### Assigned task
Take from the records below each line that holds "cherry".

### Provided data
▼
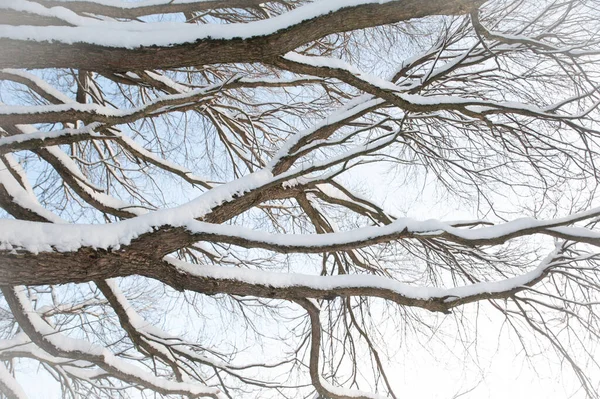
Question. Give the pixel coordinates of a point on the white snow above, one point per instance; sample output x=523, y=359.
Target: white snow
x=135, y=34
▲
▼
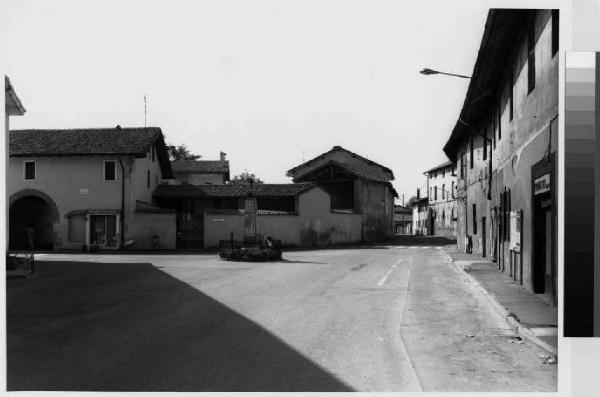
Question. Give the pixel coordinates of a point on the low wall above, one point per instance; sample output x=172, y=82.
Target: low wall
▲
▼
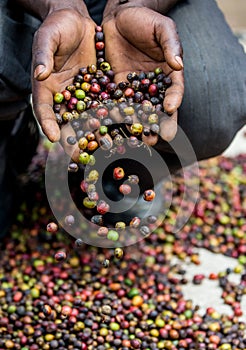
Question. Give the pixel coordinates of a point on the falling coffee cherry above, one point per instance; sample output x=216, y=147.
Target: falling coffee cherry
▲
### Output for this task
Question. Give the pixel coordinates of a point on the falling coffee cherry above, one point per instance; sample output x=216, y=147.
Target: falling coffee cherry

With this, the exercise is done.